Lampung Escape [Ep. 02]: City Tour, Solo Trip
April 24, 2017
Hari Kamis, 13 April, saya terbangun dari tempat tidur yang
nyaman sekitar pukul 06.00/07.00. Lupa tepatnya, soalnya habis tepar semaleman.
Oiya, sedikit review tentang kamar di
Jazz Guest House ini, everything was good! Awalnya saya pesen single bed, cuman karna ada suatu
masalah, saya dipindah ke kamar double
bed. Thats fine, tho. Suasana
kamarnya cukup bersih, rapi, ada AC, TV, dan WiFi. Kamar mandinya juga meskipun
kecil, tapi berfungsi dengan baik dan ada shower
air hangatnya. Dan sebagai nilai plus juga, kita dapat sarapan gratis! Yaa,
walaupun dengan menu seadanya ya. Tapi overall,
untuk harga segitu, fasilitas dan pelayanan yang diberikan sudah melebihi
ekspektasi saya.
Jazz's Room
Saya udah beres siap-siap sekitar pukul 08.00 and I’m ready to hit the road!
Sebenernya, Jazz Guest House ini nyediain juga motor buat disewa, tapi kurang
beruntungnya saya, waktu itu semua motornya habis disewa orang lain. Alhasil,
saya terpaksa (tapi tetap menyenangkan) keliling kota dengan jalan kaki dan
naik angkot. Thats life tho,
terkadang kita tidak mendapat apa yang kita inginkan. So, yah, nikmati aja apa
yang kita punya dan apa yang bisa kita lakukan.

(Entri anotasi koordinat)
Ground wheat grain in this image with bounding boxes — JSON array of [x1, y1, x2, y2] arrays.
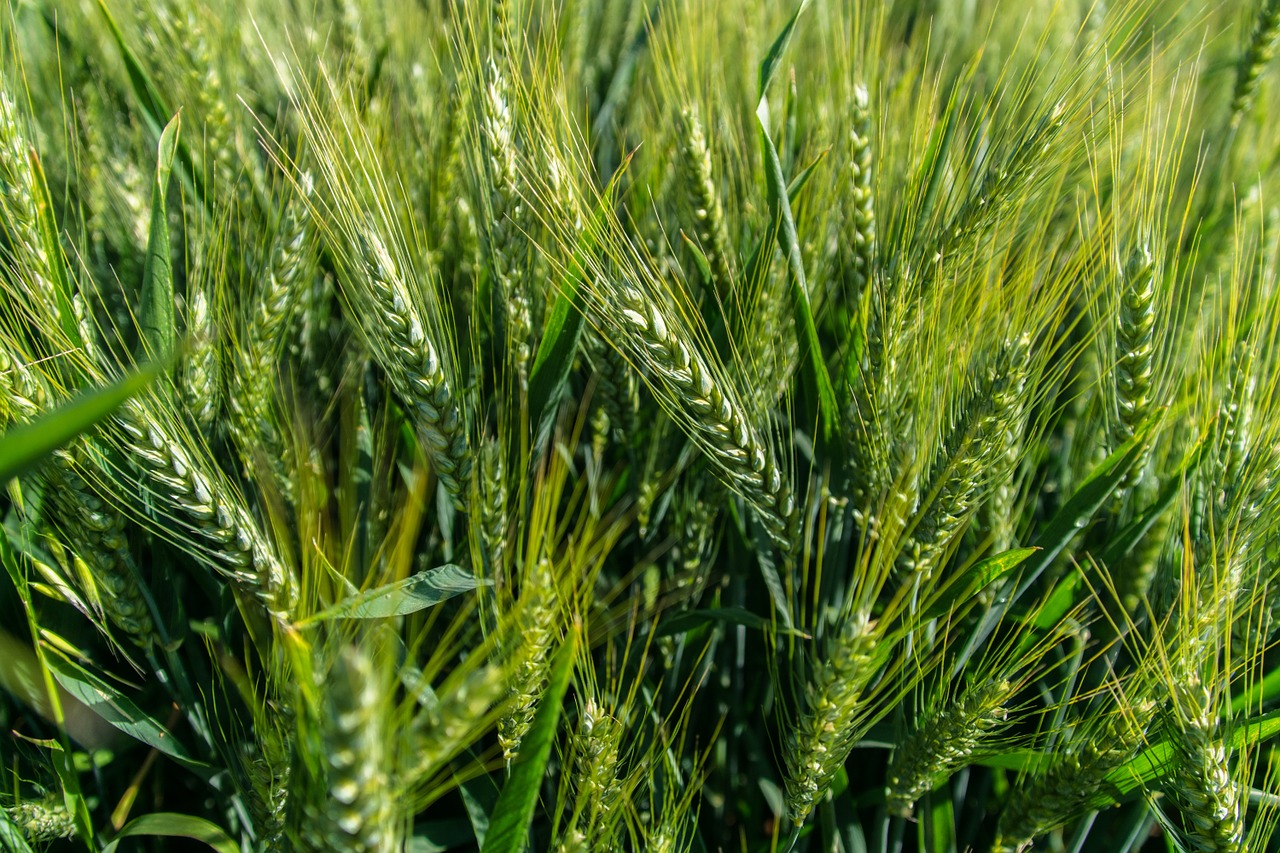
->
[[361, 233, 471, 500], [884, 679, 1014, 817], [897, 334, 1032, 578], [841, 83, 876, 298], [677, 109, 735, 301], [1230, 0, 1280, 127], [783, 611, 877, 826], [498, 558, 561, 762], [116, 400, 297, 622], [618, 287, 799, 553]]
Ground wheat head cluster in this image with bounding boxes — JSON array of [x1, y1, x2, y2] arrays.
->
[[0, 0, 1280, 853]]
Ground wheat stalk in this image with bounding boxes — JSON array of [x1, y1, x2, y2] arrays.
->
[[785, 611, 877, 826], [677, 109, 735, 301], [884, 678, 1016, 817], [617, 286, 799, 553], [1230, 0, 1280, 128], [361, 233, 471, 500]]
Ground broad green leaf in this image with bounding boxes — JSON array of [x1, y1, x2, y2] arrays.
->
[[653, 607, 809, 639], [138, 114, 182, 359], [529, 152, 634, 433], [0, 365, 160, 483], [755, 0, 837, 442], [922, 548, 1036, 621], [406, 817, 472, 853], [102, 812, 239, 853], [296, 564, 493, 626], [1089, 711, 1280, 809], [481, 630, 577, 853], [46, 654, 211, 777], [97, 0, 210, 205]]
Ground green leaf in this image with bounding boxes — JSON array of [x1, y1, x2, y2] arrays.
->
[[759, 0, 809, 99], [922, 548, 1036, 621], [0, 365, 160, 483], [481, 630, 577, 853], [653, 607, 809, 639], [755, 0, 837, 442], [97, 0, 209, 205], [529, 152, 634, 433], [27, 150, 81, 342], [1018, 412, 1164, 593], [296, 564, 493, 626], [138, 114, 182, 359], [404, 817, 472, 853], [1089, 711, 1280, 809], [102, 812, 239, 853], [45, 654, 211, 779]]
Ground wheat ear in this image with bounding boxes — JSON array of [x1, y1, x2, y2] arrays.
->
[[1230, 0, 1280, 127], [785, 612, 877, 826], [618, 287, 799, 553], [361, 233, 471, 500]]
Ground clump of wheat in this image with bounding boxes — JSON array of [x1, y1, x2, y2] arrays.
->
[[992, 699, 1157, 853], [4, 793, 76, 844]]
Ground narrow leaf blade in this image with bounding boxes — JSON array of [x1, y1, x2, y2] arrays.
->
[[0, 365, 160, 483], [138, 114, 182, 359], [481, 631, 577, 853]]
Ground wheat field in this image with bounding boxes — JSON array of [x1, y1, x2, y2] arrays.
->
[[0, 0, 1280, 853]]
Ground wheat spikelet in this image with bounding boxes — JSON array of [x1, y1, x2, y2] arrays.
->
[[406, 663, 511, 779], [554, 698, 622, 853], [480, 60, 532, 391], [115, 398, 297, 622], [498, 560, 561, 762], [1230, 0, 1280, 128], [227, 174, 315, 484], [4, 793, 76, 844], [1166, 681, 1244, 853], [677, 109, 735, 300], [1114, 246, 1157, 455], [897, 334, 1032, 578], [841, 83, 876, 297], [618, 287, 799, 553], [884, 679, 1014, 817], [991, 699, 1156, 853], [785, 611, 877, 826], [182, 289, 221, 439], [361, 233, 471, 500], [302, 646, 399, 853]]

...

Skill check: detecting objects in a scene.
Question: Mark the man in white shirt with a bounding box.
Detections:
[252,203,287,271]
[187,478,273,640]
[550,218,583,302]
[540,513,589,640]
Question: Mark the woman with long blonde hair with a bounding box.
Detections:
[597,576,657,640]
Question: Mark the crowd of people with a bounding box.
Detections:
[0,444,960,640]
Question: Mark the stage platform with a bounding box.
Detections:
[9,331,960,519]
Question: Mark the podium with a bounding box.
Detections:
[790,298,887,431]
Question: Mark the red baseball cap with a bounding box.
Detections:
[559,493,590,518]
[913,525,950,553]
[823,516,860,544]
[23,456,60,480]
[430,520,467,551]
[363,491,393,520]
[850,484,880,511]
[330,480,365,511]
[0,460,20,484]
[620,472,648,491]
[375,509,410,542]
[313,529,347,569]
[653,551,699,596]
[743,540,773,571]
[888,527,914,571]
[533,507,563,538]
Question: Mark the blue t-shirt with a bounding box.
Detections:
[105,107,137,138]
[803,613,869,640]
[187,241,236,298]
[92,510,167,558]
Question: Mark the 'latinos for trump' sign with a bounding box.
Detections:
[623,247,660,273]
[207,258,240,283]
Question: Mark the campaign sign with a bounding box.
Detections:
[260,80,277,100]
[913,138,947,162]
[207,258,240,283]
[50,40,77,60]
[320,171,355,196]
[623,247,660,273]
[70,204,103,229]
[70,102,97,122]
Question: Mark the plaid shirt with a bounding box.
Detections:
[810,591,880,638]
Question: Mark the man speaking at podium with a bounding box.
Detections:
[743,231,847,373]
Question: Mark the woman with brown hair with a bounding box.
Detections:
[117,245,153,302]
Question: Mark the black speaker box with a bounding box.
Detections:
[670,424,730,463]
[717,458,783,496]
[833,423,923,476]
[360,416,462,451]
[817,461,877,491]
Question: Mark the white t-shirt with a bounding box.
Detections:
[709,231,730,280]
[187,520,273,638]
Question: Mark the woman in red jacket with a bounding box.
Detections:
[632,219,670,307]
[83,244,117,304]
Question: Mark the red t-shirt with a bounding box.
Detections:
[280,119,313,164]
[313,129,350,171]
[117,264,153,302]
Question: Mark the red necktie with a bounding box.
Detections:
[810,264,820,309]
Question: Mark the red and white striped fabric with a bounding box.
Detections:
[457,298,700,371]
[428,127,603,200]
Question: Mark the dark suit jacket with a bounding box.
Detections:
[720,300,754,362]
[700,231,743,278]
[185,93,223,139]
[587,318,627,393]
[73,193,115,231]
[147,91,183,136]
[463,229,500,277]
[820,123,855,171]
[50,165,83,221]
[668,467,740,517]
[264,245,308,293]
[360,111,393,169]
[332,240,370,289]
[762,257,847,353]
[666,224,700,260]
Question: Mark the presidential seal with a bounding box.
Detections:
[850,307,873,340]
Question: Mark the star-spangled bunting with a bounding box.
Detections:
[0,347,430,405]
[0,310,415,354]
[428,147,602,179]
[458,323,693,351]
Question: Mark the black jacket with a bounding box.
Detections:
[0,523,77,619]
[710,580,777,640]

...

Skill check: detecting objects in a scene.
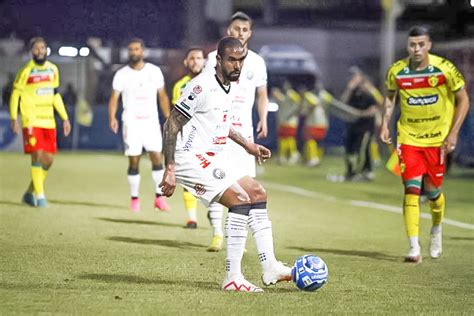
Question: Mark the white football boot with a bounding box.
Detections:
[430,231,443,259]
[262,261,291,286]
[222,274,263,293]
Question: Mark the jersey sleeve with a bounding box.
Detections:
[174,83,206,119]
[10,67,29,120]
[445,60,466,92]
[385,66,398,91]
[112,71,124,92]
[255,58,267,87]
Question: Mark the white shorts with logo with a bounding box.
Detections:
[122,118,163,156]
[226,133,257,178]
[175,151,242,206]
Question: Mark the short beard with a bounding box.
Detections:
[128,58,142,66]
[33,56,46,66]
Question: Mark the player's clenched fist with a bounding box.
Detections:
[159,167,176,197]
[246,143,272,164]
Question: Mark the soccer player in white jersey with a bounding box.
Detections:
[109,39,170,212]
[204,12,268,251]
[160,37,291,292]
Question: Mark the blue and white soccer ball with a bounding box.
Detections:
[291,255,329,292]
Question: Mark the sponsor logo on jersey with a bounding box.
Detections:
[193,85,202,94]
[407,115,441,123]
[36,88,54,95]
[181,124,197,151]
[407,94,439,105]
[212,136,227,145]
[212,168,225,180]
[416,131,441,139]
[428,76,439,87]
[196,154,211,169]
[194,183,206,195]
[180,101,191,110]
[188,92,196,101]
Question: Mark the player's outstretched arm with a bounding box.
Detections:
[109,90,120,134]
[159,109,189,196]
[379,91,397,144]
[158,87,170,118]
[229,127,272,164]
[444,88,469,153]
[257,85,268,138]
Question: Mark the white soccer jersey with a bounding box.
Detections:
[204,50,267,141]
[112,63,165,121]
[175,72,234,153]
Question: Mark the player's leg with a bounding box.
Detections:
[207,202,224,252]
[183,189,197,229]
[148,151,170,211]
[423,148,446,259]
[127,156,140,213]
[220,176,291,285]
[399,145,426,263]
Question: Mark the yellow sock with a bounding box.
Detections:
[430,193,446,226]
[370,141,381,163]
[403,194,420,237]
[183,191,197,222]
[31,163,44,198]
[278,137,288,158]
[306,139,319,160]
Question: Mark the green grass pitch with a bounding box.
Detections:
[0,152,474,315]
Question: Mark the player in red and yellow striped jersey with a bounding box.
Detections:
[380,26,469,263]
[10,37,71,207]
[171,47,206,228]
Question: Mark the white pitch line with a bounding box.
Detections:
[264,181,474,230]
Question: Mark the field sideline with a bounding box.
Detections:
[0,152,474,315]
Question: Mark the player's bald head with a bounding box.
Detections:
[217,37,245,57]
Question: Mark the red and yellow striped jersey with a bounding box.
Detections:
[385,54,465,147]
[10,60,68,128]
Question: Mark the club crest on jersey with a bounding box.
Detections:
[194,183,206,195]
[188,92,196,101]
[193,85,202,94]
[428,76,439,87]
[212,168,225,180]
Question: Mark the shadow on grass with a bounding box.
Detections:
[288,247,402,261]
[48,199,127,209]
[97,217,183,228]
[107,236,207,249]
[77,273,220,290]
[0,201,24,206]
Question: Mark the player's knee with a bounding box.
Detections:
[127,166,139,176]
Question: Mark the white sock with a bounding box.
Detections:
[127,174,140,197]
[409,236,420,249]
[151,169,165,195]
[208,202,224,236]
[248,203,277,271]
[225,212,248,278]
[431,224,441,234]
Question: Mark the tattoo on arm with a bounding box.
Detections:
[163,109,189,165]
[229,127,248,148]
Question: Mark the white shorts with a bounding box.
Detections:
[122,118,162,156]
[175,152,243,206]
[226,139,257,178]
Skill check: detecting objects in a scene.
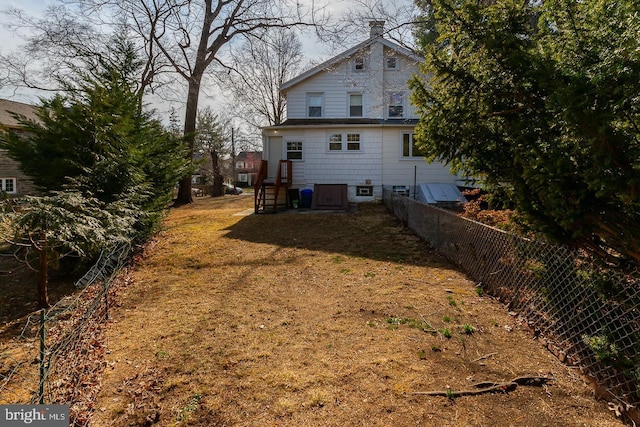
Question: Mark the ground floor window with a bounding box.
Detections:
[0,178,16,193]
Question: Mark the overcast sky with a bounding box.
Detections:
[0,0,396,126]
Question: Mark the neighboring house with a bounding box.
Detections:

» **Tujuan Latihan**: Tuliskan ulang tanpa perubahan bagian catatan perjalanan Lampung di atas, semuanya mulai dari "Oiya, sedikit review" terus ke bawah sampai "hit the road!".

» **Hasil Berikut**:
Oiya, sedikit review tentang kamar di
Jazz Guest House ini, everything was good! Awalnya saya pesen single bed, cuman karna ada suatu
masalah, saya dipindah ke kamar double
bed. Thats fine, tho. Suasana
kamarnya cukup bersih, rapi, ada AC, TV, dan WiFi. Kamar mandinya juga meskipun
kecil, tapi berfungsi dengan baik dan ada shower
air hangatnya. Dan sebagai nilai plus juga, kita dapat sarapan gratis! Yaa,
walaupun dengan menu seadanya ya. Tapi overall,
untuk harga segitu, fasilitas dan pelayanan yang diberikan sudah melebihi
ekspektasi saya.
Jazz's Room
Saya udah beres siap-siap sekitar pukul 08.00 and I’m ready to hit the road!